## Task instructions
Leave out the pictures and repeat exactly the lines from the one containing "Where can you spot the beetle in" through the final line of the listing below.

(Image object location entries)
>>>

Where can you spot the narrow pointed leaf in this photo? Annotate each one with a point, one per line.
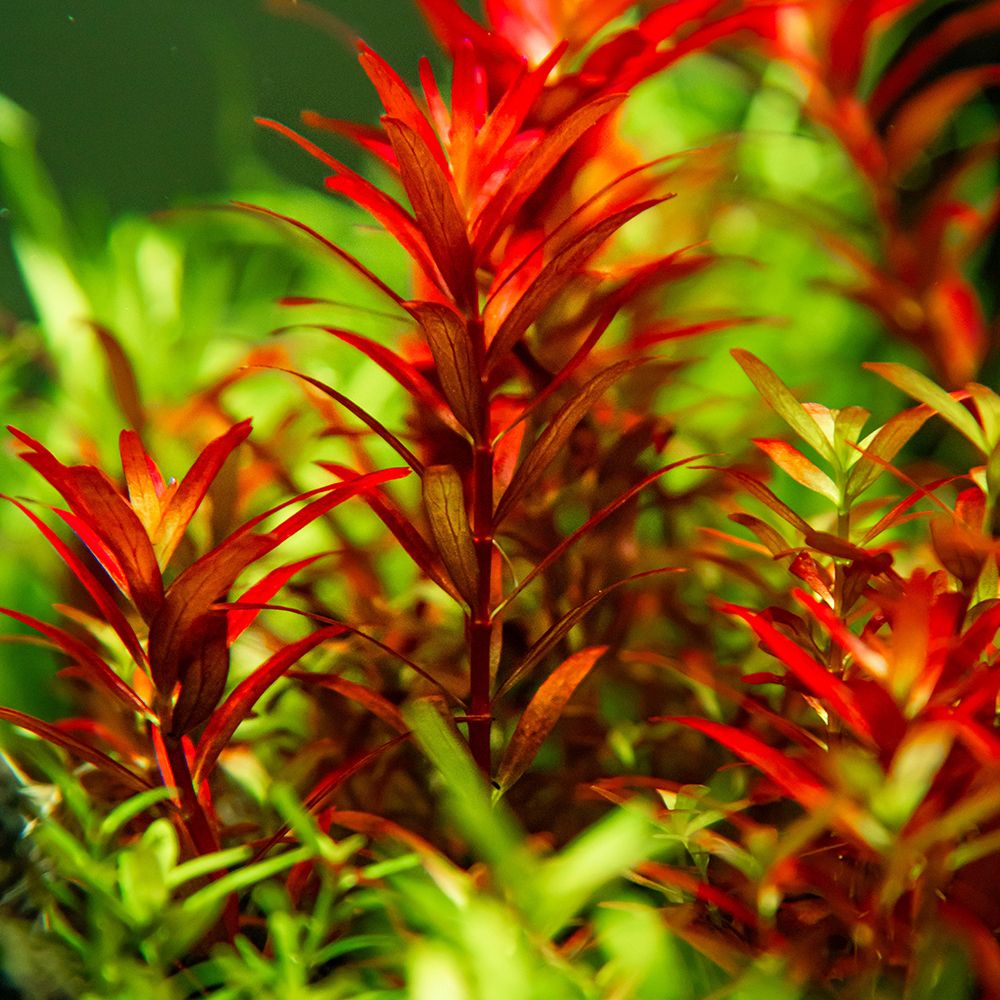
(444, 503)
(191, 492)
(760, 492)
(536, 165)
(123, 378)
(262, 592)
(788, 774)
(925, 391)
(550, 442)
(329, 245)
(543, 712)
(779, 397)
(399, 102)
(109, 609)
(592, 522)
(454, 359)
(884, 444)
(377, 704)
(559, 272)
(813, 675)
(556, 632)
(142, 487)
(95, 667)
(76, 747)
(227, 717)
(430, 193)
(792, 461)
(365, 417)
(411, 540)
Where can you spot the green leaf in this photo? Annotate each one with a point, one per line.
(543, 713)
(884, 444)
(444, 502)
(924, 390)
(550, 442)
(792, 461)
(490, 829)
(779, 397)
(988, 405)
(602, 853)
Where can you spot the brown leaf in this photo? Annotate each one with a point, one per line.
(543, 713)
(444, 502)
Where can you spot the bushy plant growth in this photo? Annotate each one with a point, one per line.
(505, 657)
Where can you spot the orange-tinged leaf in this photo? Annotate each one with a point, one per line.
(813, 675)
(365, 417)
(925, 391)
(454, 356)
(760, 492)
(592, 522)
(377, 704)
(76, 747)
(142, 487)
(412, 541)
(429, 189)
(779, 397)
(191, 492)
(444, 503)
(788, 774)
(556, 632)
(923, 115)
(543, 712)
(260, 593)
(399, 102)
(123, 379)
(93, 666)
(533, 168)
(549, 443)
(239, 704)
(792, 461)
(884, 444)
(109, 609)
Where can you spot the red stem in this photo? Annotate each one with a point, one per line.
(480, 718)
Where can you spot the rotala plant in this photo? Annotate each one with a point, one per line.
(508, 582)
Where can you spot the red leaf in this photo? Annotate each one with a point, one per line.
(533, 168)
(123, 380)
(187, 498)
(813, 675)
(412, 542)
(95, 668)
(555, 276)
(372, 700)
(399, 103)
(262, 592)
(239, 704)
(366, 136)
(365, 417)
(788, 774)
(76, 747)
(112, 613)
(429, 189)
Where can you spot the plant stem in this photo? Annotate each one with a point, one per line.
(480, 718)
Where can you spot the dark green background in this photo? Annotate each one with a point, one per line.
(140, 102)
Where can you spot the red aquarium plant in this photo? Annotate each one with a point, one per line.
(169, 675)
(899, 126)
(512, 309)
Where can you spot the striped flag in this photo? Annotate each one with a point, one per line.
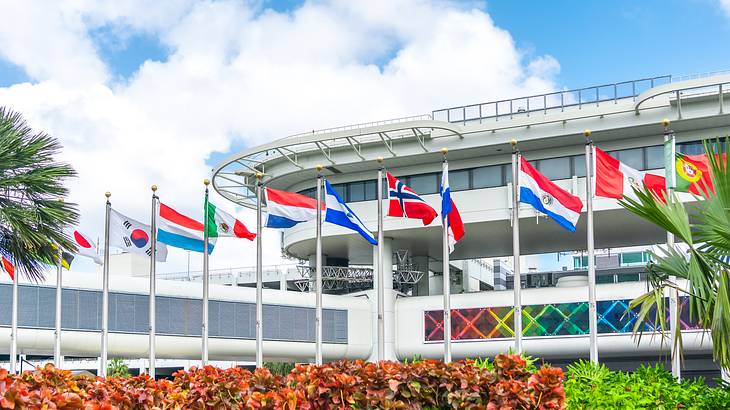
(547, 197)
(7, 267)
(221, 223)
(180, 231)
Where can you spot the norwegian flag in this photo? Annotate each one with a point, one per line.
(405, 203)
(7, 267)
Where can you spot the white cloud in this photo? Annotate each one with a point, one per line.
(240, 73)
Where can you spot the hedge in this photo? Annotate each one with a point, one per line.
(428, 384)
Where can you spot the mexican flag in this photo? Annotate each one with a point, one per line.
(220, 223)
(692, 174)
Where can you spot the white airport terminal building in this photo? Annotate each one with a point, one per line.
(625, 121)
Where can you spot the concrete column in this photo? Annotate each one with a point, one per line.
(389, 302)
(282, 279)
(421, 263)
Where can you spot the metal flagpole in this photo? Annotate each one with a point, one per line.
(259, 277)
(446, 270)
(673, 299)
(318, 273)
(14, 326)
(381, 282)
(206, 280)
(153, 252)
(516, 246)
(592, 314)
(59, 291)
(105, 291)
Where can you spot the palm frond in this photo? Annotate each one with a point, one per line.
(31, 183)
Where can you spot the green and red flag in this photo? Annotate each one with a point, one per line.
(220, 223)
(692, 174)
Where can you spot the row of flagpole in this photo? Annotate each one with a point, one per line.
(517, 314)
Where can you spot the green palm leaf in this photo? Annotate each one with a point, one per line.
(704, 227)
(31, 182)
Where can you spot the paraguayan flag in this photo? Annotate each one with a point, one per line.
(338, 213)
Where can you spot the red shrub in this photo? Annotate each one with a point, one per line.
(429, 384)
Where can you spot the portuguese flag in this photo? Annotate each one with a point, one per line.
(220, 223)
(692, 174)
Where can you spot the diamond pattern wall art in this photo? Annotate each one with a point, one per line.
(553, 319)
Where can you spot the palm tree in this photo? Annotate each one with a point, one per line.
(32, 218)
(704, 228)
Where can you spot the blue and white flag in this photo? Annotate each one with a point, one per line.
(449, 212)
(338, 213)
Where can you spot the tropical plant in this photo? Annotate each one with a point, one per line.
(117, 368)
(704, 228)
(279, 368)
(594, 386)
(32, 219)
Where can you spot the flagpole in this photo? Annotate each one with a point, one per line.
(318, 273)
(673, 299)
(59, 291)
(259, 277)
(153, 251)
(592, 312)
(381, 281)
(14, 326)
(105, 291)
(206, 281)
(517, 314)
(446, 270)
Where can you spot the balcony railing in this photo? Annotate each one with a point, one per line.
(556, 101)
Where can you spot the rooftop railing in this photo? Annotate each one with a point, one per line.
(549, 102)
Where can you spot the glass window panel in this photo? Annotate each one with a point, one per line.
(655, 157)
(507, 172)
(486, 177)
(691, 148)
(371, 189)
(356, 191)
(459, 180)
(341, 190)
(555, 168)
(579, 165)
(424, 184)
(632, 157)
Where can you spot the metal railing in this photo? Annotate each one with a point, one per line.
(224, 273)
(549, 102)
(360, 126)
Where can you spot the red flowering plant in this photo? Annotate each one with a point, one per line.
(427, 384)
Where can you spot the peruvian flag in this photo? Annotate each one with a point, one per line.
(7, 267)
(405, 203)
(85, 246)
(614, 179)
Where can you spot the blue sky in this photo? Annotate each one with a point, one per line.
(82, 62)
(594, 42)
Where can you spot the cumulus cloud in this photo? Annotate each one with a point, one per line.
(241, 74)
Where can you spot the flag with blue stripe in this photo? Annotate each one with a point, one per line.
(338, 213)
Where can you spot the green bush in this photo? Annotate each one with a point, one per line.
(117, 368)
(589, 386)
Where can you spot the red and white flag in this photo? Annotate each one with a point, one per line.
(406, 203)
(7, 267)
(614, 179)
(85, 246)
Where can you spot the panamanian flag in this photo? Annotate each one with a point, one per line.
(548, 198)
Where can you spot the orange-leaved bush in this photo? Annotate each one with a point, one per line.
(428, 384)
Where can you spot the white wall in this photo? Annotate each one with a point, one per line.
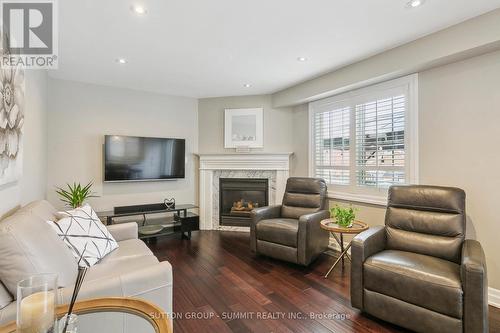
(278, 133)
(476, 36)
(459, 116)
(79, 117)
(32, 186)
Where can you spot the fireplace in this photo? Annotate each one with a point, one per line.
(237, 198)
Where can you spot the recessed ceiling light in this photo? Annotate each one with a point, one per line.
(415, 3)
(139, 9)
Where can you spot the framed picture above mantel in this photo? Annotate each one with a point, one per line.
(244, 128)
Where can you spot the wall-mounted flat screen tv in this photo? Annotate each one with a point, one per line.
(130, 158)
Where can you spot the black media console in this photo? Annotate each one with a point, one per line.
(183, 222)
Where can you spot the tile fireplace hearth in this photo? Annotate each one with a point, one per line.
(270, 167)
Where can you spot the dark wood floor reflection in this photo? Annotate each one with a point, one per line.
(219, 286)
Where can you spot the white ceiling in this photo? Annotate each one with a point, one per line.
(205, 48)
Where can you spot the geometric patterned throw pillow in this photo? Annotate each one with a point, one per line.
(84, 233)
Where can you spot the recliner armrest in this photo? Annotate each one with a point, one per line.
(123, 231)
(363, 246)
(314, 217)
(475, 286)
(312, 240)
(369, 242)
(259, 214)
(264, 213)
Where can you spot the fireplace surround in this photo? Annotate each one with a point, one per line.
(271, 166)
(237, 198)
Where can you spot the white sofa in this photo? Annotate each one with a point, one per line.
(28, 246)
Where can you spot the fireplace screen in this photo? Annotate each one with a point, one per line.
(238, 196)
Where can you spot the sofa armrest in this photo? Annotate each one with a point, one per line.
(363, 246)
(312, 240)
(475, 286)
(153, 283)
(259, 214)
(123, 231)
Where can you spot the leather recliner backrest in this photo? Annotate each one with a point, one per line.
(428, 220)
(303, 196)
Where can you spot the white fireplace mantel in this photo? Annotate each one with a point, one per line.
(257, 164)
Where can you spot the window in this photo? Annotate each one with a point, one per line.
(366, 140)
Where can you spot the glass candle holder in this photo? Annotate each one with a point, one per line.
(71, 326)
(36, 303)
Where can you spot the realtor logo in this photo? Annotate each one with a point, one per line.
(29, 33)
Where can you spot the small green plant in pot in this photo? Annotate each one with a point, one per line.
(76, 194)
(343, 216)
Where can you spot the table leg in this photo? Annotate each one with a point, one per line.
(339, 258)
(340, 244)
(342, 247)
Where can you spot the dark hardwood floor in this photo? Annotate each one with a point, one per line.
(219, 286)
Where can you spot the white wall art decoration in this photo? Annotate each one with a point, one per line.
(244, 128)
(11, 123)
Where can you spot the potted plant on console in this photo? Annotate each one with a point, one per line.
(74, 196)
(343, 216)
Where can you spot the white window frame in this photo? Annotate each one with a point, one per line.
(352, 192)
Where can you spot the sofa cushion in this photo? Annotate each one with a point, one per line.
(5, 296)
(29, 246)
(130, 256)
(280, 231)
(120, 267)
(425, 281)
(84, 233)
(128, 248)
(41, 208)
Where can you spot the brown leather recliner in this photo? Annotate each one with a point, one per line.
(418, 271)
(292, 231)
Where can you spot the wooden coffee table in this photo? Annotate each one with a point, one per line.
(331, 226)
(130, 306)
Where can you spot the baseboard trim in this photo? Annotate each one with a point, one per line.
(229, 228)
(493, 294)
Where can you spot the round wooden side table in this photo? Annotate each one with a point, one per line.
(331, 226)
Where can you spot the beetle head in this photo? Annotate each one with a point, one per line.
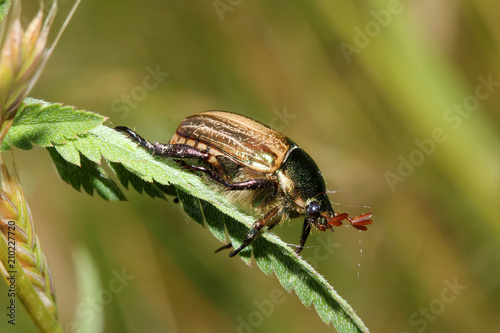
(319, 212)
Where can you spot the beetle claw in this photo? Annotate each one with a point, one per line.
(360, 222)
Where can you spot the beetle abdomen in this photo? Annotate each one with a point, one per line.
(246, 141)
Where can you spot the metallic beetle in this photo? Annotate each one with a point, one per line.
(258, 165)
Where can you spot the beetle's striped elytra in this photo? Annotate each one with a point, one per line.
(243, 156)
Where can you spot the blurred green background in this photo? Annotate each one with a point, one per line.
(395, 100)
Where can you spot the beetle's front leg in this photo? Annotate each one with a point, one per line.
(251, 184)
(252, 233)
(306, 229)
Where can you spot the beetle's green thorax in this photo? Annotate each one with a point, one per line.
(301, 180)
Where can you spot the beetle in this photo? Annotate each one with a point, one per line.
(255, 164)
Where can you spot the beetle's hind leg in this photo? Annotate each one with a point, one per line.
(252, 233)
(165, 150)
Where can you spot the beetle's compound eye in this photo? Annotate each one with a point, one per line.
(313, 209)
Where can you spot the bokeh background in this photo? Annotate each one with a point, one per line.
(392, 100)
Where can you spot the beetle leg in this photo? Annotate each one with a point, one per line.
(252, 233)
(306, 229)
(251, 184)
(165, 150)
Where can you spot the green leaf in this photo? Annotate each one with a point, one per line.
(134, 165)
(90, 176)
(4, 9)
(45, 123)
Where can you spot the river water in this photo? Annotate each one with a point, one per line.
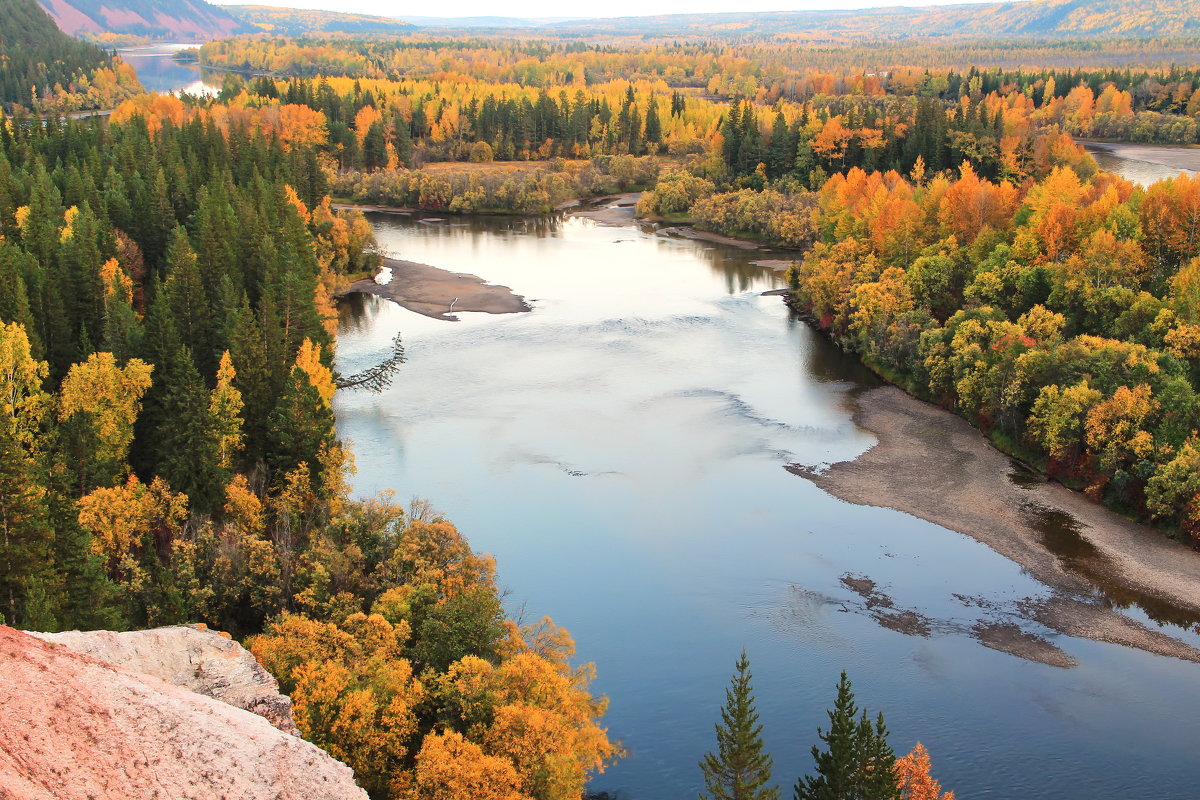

<<<

## Solution to this exercise
Where can you spot the beetle in this photo? Annotate each one with a point, one per line.
(255, 164)
Where can you spot the beetle's hind leg in this photo? Annotate each one with a point, one per line.
(252, 233)
(165, 150)
Where can you spot the beetle's compound eye in this photo? Annotate each one with a point, one per line.
(313, 209)
Where can you spot the bokeh background in this photo? Annotate each one with a point, one per line.
(392, 100)
Where can you spot the beetle leg in this photo? Annotate each one with a point, one per line.
(252, 233)
(306, 229)
(251, 184)
(165, 150)
Where can you spot the green leaf in this photo? Annotate each one with a point, one per line.
(134, 165)
(90, 176)
(4, 9)
(45, 123)
Where can you spot the river water in this photo? Annotate each one with a point, one per line.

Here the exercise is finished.